* [WRITTEN INSTRUCTION A]
According to the scoring passage, how many local experts supplied the scores?
* [WRITTEN INSTRUCTION B]
From the scoring passage, return the stretch of text starting at "To produce the" and ending at "et al. (2018).".

[Begin PROVIDED PASSAGE]

To produce the maps of RP and ROS, the elements considered in each module are spatially combined according to scores assigned by the user. In the described application, scores were elicited from a pool of seventeen local experts, including key personnel of different provincial and municipal departments, researchers from different institutions, and local practitioners. The experts were asked to fill-in an online questionnaire and then invited to discuss the preliminary results in a follow-up focus group. A detailed list of the data used for the analysis and the description of the involvement process, including the final scores used to run the model, can be found in Cortinovis et al. (2018).

[End PROVIDED PASSAGE]
[Begin RECORDED DATA]

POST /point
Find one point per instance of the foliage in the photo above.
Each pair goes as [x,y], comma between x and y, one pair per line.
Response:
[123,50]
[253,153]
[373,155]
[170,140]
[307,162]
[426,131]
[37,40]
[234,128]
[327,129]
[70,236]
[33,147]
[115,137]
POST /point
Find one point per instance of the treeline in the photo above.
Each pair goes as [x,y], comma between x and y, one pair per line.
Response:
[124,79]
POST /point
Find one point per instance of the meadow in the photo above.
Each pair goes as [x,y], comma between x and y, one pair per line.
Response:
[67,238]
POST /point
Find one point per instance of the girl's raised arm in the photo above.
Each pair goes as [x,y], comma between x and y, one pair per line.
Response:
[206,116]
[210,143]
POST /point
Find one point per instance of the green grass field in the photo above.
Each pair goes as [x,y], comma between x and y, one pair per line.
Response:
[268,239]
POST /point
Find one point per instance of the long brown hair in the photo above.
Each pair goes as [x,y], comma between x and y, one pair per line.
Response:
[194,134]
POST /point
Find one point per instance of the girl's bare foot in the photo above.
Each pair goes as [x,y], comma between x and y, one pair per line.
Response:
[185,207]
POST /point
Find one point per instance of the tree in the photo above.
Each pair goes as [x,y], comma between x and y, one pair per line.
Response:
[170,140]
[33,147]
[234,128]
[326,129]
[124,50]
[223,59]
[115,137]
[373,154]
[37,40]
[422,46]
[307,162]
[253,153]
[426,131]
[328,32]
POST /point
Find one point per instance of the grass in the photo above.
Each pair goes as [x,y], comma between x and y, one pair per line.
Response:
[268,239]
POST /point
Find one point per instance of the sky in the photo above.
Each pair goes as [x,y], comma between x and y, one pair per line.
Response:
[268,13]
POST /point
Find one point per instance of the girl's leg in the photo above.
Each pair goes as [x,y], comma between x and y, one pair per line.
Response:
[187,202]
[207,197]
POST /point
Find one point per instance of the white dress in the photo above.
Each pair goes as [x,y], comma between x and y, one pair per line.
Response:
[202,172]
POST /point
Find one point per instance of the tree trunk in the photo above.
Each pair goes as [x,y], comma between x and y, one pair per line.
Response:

[End RECORDED DATA]

* [FINISHED ANSWER A]
Seventeen.

* [FINISHED ANSWER B]
To produce the maps of RP and ROS, the elements considered in each module are spatially combined according to scores assigned by the user. In the described application, scores were elicited from a pool of seventeen local experts, including key personnel of different provincial and municipal departments, researchers from different institutions, and local practitioners. The experts were asked to fill-in an online questionnaire and then invited to discuss the preliminary results in a follow-up focus group. A detailed list of the data used for the analysis and the description of the involvement process, including the final scores used to run the model, can be found in Cortinovis et al. (2018).